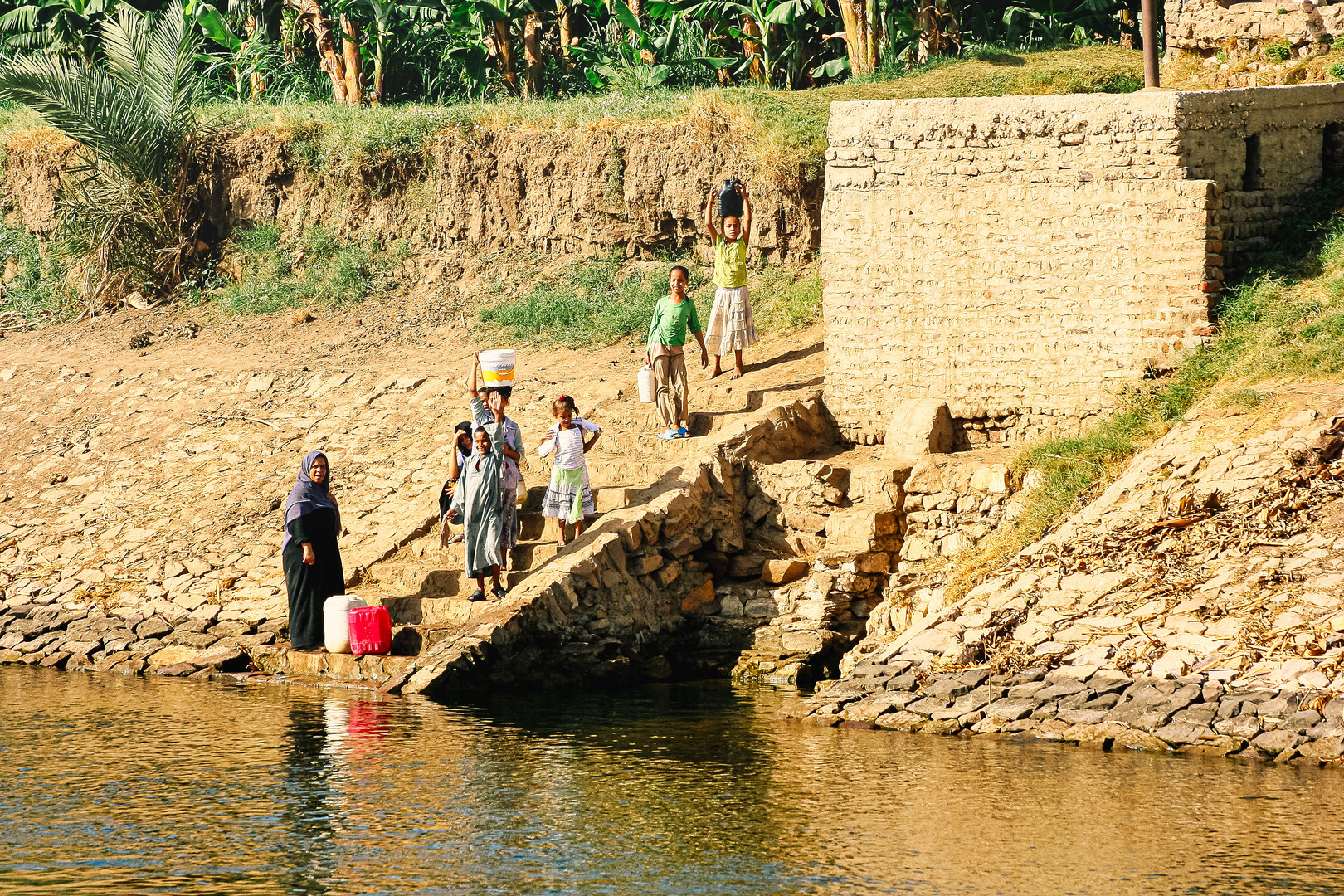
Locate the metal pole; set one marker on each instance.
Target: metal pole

---

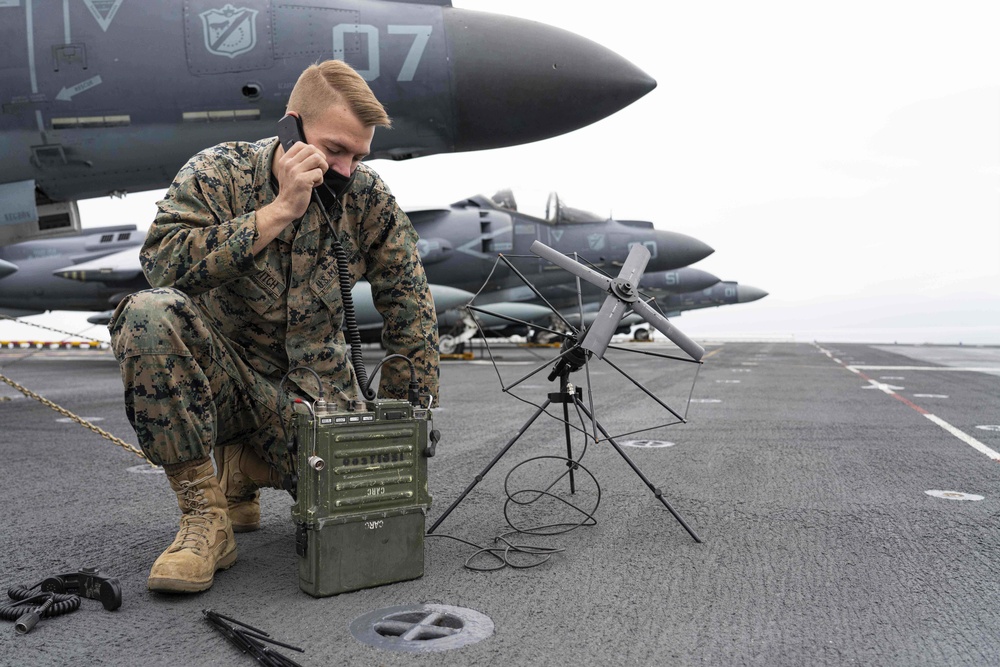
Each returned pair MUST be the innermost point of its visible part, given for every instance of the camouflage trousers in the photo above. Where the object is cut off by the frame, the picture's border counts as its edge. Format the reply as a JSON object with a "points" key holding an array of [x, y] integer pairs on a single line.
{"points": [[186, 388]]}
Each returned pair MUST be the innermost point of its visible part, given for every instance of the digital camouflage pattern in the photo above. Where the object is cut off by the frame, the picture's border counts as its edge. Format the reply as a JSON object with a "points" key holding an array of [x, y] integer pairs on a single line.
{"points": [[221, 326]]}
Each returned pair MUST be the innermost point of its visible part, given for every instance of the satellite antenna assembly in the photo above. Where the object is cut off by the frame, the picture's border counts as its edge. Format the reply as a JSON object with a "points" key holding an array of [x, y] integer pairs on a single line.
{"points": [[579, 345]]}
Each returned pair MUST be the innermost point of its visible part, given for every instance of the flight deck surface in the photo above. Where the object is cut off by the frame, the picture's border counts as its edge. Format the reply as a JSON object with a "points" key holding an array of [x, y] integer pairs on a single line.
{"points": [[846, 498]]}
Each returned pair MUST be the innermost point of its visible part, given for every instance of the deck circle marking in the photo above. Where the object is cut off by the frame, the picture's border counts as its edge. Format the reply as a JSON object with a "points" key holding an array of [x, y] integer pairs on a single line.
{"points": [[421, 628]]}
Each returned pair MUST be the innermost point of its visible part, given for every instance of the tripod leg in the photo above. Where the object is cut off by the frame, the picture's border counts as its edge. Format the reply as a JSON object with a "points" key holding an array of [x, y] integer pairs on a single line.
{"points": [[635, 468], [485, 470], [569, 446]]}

--

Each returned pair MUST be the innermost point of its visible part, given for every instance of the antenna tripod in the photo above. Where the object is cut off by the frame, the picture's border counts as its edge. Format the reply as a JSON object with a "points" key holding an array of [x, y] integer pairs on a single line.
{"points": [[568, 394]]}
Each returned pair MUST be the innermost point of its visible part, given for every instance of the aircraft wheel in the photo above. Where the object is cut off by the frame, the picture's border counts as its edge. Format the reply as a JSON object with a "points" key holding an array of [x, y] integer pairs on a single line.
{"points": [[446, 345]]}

OBJECTIVE: Copy the lines word for word, starting at the line containing "Locate the metal" and ending at the line containing "Target: metal pole".

THE ANSWER:
Locate the metal pole; set one marker on each instance.
Target: metal pole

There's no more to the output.